> _Objective a_
Please return the part of the CookieContainer post between "Help With .NET" and "data.Count != 0)", inclusive, keeping every word and character unchanged.

> _Supplied passage_
• • • •
Help With .NET CookieContainer
I've recently run into some problems with the CookieContainer. Either I'm doing something seriously wrong or there is some kind of bug w/ the CookieContainer object. It doesn't seem to update the cookie collection with certain Set-Cookie headers.
This might be a lengthy post and I appologize, but I want to be as thurough as possible so I'm going to list my HTTP sniffing logs as well as my actual implementation code.
public bool SendRequest(HttpWebRequest request, IDictionary<string, string> data, int retries)
{
// copy request in case request instance already failed
HttpWebRequest newRequest = (HttpWebRequest)HttpWebRequest.Create(request.RequestUri);
newRequest.Method = request.Method;
// if POST data was provided, write it to the stream
if (data != null && data.Count != 0)
{
StreamWriter writer = new StreamWriter(newRequest.GetRequestStream());
writer.Write(createPostString(data));
writer.Close();
}
// set request with global cookie container
newRequest.CookieContainer = this.cookieJar;
try
{
using (HttpWebResponse resp = (HttpWebResponse)newRequest.GetResponse())
• • • •
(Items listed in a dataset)
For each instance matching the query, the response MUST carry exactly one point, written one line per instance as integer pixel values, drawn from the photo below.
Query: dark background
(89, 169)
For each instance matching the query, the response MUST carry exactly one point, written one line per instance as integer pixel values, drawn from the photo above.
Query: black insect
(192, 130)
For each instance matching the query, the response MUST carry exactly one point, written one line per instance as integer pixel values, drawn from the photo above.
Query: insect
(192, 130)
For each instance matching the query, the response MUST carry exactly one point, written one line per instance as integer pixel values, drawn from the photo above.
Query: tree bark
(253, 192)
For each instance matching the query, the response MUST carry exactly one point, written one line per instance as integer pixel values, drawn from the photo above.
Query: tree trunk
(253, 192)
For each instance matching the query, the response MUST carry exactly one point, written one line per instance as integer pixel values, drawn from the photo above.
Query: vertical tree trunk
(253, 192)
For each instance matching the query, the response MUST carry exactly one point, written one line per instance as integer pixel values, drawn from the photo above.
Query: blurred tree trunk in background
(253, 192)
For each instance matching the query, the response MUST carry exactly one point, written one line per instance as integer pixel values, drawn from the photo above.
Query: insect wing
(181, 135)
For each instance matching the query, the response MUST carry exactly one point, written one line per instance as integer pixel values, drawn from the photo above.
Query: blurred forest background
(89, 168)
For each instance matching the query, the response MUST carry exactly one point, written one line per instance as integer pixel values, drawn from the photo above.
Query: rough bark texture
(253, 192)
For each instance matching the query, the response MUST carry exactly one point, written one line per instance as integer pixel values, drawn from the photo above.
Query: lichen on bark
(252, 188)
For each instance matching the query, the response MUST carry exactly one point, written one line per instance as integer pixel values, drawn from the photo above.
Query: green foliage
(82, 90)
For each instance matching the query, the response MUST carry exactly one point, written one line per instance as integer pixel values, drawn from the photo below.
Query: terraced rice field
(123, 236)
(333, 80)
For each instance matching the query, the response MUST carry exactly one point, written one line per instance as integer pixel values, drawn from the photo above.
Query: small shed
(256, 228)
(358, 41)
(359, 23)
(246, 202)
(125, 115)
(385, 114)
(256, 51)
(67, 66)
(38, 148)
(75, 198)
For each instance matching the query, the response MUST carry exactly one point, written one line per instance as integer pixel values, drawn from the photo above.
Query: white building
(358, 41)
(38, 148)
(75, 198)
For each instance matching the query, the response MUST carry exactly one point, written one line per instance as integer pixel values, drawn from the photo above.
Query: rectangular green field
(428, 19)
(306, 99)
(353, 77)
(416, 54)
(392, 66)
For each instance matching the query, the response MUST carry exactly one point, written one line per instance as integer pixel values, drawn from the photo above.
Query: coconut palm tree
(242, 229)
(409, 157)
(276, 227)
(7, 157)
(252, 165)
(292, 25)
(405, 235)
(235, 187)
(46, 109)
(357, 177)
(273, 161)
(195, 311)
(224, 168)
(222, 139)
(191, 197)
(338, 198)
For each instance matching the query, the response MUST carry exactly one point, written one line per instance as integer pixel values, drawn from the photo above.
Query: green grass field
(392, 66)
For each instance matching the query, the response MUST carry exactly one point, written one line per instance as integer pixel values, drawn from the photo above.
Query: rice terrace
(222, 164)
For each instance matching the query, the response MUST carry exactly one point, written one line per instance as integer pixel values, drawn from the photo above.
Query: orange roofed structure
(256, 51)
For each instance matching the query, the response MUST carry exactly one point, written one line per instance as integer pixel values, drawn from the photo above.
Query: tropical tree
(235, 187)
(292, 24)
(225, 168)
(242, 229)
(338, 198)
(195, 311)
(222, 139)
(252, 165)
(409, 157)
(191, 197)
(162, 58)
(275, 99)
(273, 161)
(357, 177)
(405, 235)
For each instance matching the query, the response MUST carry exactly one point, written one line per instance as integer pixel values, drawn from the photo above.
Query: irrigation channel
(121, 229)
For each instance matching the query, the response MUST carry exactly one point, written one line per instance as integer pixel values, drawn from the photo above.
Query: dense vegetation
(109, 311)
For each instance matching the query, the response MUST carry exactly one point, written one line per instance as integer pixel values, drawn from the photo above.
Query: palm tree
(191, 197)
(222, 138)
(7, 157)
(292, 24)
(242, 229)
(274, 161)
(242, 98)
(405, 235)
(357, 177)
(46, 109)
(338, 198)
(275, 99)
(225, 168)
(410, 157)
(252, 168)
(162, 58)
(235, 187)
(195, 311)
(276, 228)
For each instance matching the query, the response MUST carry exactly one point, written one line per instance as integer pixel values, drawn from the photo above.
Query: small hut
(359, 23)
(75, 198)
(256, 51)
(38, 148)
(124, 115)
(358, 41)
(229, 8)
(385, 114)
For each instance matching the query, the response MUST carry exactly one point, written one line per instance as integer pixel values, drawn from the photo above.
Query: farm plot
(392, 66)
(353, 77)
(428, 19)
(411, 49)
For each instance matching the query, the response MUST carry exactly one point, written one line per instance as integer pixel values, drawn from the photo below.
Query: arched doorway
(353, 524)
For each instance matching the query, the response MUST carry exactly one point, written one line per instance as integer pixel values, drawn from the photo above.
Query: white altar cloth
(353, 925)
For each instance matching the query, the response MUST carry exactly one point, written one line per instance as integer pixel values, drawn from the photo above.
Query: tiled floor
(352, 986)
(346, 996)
• • • •
> _Objective b_
Give the number of lines in the records that contain the string "rice", with nothing but that number.

> _Correct result a_
Help With .NET CookieContainer
I've recently run into some problems with the CookieContainer. Either I'm doing something seriously wrong or there is some kind of bug w/ the CookieContainer object. It doesn't seem to update the cookie collection with certain Set-Cookie headers.
This might be a lengthy post and I appologize, but I want to be as thurough as possible so I'm going to list my HTTP sniffing logs as well as my actual implementation code.
public bool SendRequest(HttpWebRequest request, IDictionary<string, string> data, int retries)
{
// copy request in case request instance already failed
HttpWebRequest newRequest = (HttpWebRequest)HttpWebRequest.Create(request.RequestUri);
newRequest.Method = request.Method;
// if POST data was provided, write it to the stream
if (data != null && data.Count != 0)

> _Correct result b_
2